● GOAL:
Set out the stretch of the records from the line containing "Tell me — does any mountain range" through the end of the records as a numbered list, leaving out any blank lines.

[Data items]
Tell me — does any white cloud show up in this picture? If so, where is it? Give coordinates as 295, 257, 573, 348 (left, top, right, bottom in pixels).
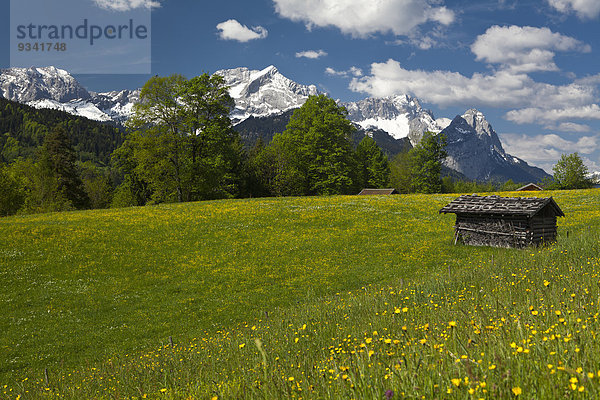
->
548, 122, 592, 133
296, 50, 327, 59
547, 0, 600, 19
500, 133, 600, 172
506, 104, 600, 124
350, 59, 595, 109
325, 67, 363, 78
94, 0, 160, 11
471, 25, 591, 72
273, 0, 455, 37
217, 19, 269, 43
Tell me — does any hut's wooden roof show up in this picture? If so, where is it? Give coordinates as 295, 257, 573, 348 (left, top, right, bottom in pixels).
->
358, 189, 398, 196
440, 195, 565, 217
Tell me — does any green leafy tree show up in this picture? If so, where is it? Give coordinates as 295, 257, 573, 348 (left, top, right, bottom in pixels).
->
79, 161, 113, 209
270, 95, 355, 195
39, 126, 89, 209
390, 151, 413, 193
553, 153, 593, 189
121, 74, 242, 202
355, 136, 390, 189
0, 165, 25, 217
411, 132, 447, 193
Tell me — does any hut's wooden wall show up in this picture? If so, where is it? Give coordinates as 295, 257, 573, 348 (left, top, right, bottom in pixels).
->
455, 214, 533, 247
455, 214, 557, 247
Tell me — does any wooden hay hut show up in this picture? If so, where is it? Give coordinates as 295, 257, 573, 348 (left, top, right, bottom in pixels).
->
516, 183, 544, 192
358, 189, 398, 196
440, 195, 565, 247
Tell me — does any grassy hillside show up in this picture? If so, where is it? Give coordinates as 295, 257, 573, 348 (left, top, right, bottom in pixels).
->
0, 190, 600, 398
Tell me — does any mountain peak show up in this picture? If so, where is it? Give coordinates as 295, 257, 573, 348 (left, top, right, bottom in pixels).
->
462, 108, 497, 138
215, 65, 320, 122
0, 66, 90, 103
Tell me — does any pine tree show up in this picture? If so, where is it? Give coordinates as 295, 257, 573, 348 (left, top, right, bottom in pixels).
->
553, 153, 593, 189
355, 136, 390, 189
274, 95, 355, 195
40, 126, 89, 209
411, 132, 447, 193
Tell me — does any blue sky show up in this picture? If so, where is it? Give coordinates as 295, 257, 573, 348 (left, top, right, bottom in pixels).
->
0, 0, 600, 171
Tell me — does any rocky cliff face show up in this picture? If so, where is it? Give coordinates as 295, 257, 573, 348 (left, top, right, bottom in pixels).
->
342, 95, 443, 145
0, 67, 90, 103
0, 66, 549, 182
215, 65, 320, 123
441, 109, 549, 182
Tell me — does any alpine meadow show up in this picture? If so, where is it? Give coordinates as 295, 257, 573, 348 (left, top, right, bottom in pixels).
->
0, 0, 600, 400
0, 189, 600, 399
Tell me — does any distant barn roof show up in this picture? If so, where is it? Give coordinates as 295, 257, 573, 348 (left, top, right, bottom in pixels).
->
440, 195, 565, 217
358, 189, 398, 196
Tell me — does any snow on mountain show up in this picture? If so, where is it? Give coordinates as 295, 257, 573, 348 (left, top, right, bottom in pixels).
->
0, 67, 140, 123
342, 95, 443, 145
26, 99, 112, 122
0, 67, 90, 103
91, 89, 141, 124
215, 65, 320, 123
441, 109, 549, 182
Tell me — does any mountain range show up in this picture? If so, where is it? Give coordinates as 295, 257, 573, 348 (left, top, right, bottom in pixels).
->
0, 66, 549, 182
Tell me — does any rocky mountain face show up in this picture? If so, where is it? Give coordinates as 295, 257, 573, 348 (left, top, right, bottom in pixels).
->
0, 67, 91, 103
0, 66, 549, 182
441, 109, 549, 182
341, 95, 445, 145
215, 65, 321, 123
0, 67, 140, 123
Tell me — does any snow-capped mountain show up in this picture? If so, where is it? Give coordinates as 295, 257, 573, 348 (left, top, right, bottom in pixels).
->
0, 67, 90, 103
0, 67, 139, 123
342, 95, 448, 145
441, 109, 549, 182
215, 65, 320, 123
0, 66, 549, 182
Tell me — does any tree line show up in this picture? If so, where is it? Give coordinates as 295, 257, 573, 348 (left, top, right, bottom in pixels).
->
0, 74, 591, 215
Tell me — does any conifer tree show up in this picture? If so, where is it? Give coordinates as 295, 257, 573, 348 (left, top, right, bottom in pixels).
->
39, 126, 89, 209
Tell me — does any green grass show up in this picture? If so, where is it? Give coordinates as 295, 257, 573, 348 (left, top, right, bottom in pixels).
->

● SOLUTION:
1. Tell me — does any mountain range show up in this picture? If so, where is it? Give coordinates as 295, 257, 573, 348 (left, top, right, bottom in pixels).
2. ->
3. 0, 66, 549, 182
4. Tell me — does any rocky mountain face show up in this picture? If so, where is it? Give coordinates as 295, 257, 573, 348 (left, top, right, bottom in pixels).
5. ->
6. 0, 67, 91, 103
7. 0, 66, 549, 182
8. 441, 109, 549, 182
9. 341, 95, 445, 145
10. 215, 65, 321, 123
11. 0, 67, 140, 123
12. Tell me — does any snow-capped mountain show up in this picture? If so, where is it? Give coordinates as 295, 257, 573, 348 (left, top, right, bottom in pixels).
13. ->
14. 0, 67, 90, 103
15. 0, 67, 139, 123
16. 342, 95, 448, 145
17. 441, 109, 549, 182
18. 215, 65, 320, 123
19. 0, 66, 549, 182
20. Tell me — does any tree line show up in this picture? If so, where is it? Give coordinates as 295, 257, 573, 348 (left, top, right, bottom in pixels).
21. ->
22. 0, 74, 591, 215
23. Tell me — does any conifer tree show up in this picture? If so, where is it? Give coordinates as 295, 257, 573, 348 (left, top, right, bottom in pixels).
24. ->
25. 39, 126, 89, 209
26. Tell me — does any green grass show up in this picture? If so, where is it? Give coordinates as 295, 257, 573, 348 (left, top, right, bottom in pixels).
27. ->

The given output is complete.